Исходный текст ▸
**********
По страницам книг литературного критика Валентина Курбатова (1939–2021).
К 85-летию со дня его рождения
…Нельзя уезжать от родных мест, где жили поколения твоих предков, пока твой ум не окреп настолько, чтобы унести их в своем сердце. Да, к сожалению, не властны мы в самих себе в этом возрасте, а уж если бы были властны, так и того хуже, потому что непременно унесло бы в неведомые страны, о которых успеваешь наслушаться к семи годам из разных рук. И вот война сдергивает всех со своих мест, и люди едут, бросая свои гнезда, неизвестно куда, где их ждет новая жизнь, новые обычаи, новые люди, среди которых они найдут друзей, с которыми потом породнятся, и начнется новое поколение, они будут первыми. Первыми, как Адам, и начнут называть мир первыми словами и расставлять новые огни. Историческая память будет отнята у них.
Она окажется почти чужой, почти литературной, словно вычитанной, потому что не будут шуметь вокруг родные ветви и не будет дали наследования: от дедов к отцам и детям. Все, что будут рассказывать близкие о той жизни, покажется почти придумано — так неотзывно далеки имена и связи, так безмолвно будет внимать душа этим мифам уже отшумевшей крови. Новое первое поколение перенесет утрату без особенной боли, разве только иногда блеснет луч любопытства, но сейчас же угаснет. А вот кому будет действительно больно, так это тем самым, семилетним, кто уже успел задеть краем ту жизнь, наполнить легкие тем воздухом, а потом растерял, растворил все в беге дней, в новых впечатлениях и товарищах.
Он долго не будет подозревать об утрате и будет оборачиваться к прошлому с улыбкой, все туманнее различать его черты, пока оно не обернется в одно только светлое облако на самом горизонте, на самом утре жизни — дальнее, легкое сияние, одно только ощущение без плоти. Но однажды кровь окликнет бывшего мальчика, и он рванется назад, но уже не будет знать дороги. Где они, эти деды, эти тетки, эти дядья, это поколение соседей с их мифами, где та деревня, та единственная река, тот единственный лес, населенный преданиями, та глубь времен, переданных поколениями незаметно, как-то само собою в застольных домашних разговорах, в простом ежедневном бытие. Где память рук, где память глаз, память слуха к земле, где, наконец, родные могилы, которые воспринимаются так естественно, потому что умершие живут в той же деревне, вместе со всеми, так что можно еще обернуться на их оклик.
**********
Записи ▸
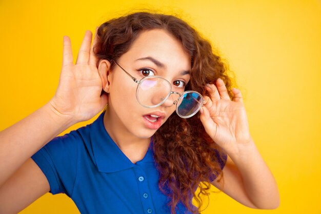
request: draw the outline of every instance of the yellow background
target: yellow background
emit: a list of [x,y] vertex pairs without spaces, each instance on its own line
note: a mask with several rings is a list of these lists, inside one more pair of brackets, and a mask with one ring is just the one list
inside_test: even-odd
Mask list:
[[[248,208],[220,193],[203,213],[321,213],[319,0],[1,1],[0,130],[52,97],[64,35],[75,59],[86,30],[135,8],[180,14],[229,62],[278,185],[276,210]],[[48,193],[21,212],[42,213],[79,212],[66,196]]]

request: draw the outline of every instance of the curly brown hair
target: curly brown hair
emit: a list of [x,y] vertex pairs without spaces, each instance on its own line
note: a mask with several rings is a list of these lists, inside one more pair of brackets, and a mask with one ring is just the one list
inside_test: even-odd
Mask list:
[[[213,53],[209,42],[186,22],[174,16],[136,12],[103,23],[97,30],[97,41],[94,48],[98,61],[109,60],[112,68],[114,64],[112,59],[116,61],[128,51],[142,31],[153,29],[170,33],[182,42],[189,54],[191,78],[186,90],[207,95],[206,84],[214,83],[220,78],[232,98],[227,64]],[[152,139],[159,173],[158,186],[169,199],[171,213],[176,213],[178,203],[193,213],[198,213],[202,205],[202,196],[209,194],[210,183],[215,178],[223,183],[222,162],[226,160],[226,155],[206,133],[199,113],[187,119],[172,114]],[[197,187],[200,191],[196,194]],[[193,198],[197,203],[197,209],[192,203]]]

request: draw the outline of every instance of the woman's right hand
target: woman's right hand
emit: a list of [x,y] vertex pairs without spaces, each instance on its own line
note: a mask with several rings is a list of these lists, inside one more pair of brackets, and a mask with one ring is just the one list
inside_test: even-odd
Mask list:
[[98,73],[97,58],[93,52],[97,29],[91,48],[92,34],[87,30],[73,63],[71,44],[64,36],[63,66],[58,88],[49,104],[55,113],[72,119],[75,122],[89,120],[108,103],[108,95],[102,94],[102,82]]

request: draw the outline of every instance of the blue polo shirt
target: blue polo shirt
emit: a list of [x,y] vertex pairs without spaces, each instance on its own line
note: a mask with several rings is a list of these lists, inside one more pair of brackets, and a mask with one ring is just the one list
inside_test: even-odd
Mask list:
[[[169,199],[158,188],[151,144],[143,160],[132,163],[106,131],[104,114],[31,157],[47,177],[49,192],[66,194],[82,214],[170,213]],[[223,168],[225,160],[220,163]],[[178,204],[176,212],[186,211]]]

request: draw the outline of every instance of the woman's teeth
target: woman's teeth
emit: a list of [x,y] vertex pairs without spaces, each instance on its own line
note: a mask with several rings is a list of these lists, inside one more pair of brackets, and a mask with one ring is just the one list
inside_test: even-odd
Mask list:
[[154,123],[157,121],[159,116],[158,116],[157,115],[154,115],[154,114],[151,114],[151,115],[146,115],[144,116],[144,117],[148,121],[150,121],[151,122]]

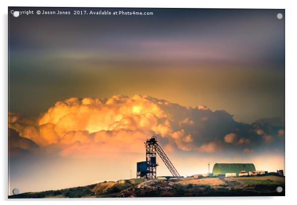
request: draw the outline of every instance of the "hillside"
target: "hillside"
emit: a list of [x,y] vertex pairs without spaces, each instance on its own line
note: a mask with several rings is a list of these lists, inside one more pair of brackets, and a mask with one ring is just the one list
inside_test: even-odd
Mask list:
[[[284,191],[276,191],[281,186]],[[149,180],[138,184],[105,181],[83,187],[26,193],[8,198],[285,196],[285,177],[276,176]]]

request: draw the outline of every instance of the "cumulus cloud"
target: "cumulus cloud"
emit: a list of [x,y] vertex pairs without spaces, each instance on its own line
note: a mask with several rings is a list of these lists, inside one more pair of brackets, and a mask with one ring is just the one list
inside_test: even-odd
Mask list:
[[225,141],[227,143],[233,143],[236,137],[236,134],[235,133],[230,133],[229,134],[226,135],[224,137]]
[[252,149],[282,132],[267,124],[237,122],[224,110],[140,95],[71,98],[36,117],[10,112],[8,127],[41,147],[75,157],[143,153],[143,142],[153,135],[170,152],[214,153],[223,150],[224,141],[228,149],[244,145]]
**********
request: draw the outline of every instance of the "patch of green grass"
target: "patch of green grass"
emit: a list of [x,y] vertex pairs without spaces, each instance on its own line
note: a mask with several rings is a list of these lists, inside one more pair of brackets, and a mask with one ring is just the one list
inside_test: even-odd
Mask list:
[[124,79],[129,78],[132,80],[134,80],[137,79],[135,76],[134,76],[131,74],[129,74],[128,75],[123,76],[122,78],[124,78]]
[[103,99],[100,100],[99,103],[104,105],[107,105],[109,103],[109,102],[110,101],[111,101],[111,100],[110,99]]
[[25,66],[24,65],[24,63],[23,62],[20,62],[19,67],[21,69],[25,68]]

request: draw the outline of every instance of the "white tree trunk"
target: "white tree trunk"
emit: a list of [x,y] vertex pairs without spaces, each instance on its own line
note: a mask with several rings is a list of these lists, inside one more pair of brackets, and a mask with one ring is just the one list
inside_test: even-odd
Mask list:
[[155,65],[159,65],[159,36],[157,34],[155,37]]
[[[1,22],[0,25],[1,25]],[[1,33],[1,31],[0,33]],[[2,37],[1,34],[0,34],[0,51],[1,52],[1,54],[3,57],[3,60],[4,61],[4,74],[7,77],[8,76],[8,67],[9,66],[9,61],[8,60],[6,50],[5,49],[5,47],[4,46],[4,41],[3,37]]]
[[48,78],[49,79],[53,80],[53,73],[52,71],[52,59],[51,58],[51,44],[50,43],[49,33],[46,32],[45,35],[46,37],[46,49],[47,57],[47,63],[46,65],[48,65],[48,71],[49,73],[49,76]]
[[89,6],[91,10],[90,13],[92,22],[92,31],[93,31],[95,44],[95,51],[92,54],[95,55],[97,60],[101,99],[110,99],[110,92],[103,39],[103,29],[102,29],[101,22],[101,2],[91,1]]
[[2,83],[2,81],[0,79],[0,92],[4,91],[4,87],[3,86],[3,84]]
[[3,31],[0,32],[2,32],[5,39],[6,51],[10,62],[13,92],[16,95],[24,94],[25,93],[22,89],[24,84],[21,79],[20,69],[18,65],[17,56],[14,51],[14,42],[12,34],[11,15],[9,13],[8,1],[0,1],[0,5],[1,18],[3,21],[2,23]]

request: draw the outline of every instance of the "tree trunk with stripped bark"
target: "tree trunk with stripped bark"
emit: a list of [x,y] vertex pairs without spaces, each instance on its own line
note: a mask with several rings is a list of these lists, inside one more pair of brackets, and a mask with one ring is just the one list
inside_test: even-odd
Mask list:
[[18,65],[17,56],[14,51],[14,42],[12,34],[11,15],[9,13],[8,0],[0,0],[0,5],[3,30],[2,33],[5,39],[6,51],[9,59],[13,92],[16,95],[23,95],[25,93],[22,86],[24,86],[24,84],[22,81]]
**********
Задания ▸
**A)** Перескажите короче, в виде списка, абзац отрывка, который начинается словами «Она окажется почти чужой». Сохраните его главные факты.
**B)** Выпишите из записей каждую строку, где встречается слово «brown».

Ответы ▸
**A)**
- Память о прошлом станет почти чужой, словно вычитанной из книг: рядом не будет родных ветвей и передачи памяти от дедов к отцам и детям.
- Рассказы близких о прежней жизни покажутся почти выдумкой, потому что имена и связи слишком далеки.
- Новое первое поколение перенесет эту утрату почти без боли и лишь изредка проявит к прошлому мимолетное любопытство.
- По-настоящему больно будет тем, кому тогда было семь лет. Они успели коснуться той жизни, но потом растеряли ее в беге дней, в новых впечатлениях и среди новых товарищей.

**B)**
request: draw the outline of every instance of the curly brown hair
target: curly brown hair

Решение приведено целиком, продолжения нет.